- OBJECTIVE: Rewrite the entries from the start through the line containing "point(361, 319)". Shift every coordinate in the marked points up by 92, keeping all other lines, and the sample coordinates in their wording, unchanged.

(Entries from a pointing dataset)
____

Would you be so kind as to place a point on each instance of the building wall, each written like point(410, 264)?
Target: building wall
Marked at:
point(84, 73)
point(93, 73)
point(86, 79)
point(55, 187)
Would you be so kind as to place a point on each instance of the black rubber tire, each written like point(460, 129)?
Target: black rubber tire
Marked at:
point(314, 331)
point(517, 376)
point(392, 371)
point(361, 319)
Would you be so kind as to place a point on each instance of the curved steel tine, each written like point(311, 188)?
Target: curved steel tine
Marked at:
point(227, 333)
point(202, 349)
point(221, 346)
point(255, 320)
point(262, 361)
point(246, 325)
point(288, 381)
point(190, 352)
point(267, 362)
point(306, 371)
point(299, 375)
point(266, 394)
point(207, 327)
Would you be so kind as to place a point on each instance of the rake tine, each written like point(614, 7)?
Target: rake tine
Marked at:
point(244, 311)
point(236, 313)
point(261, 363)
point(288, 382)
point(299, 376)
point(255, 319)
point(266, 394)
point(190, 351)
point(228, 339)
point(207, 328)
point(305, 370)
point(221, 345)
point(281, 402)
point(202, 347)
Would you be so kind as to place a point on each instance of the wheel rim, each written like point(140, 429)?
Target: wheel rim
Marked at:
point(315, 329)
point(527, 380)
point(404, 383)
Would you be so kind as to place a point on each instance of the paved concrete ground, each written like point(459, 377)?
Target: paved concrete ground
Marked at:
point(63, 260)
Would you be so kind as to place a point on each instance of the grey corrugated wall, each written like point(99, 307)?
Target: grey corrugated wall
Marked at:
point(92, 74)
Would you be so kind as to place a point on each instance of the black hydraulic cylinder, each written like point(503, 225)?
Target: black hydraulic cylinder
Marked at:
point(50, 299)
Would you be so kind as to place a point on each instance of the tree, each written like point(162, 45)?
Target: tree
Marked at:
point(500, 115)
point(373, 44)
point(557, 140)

____

- COMPLETE OUTPUT:
Would you be so kind as to place a point on each instance of the building wall, each written like point(410, 264)?
Target: building wall
Marked at:
point(176, 165)
point(185, 165)
point(178, 171)
point(147, 279)
Would you be so kind as to place a point on each instance of the black rubber tire, each written like point(460, 129)?
Target: black rubber tire
Marked at:
point(406, 423)
point(609, 468)
point(484, 463)
point(453, 411)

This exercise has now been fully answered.